:: Dataset records

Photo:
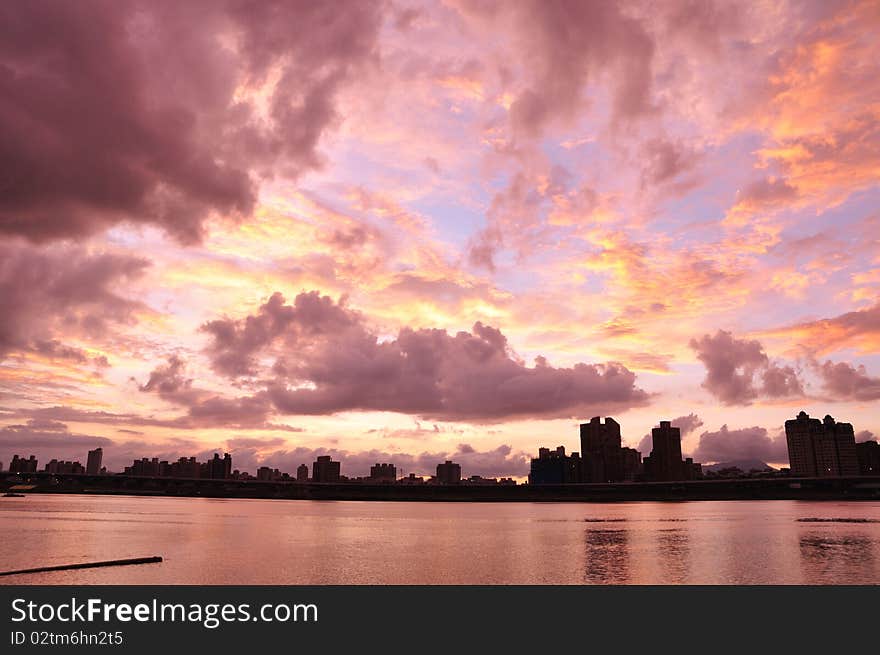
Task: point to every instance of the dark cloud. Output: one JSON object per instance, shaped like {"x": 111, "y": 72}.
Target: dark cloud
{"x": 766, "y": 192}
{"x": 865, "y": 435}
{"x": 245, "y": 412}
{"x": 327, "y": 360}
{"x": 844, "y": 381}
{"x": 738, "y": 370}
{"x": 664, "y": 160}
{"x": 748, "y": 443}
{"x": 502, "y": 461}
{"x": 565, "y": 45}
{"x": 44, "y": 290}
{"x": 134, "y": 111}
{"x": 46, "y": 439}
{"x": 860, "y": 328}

::::
:: Dataset records

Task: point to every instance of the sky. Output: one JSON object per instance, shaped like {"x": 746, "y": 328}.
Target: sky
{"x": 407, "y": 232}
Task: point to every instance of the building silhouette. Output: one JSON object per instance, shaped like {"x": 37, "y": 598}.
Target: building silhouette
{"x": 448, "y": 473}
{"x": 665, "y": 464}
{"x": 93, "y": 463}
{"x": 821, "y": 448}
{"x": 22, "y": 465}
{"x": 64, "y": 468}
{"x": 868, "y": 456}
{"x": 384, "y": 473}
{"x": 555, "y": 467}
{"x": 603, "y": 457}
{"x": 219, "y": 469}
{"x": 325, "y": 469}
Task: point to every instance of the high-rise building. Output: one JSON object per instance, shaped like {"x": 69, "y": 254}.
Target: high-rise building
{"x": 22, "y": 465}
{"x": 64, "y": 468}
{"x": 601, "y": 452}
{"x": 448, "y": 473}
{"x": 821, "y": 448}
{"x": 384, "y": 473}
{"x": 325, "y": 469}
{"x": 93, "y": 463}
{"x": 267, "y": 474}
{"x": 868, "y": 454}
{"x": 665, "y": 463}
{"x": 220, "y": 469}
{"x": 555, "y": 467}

::::

Show every line of the rows above that contains the word "point", and treat uppercase and lowercase letters as different.

Task: point to every instance of the dark cloud. Output: one JSON object per instance, shaped like {"x": 111, "y": 72}.
Task: point to every instance of the sky. Output: one JSON object per instance, shaped like {"x": 746, "y": 328}.
Task: point to every instance of the building silhouette. Output: one JSON object per instance, shaped like {"x": 37, "y": 598}.
Task: point to every instance of the high-rise building. Output: one JSON object per instance, shaped like {"x": 69, "y": 254}.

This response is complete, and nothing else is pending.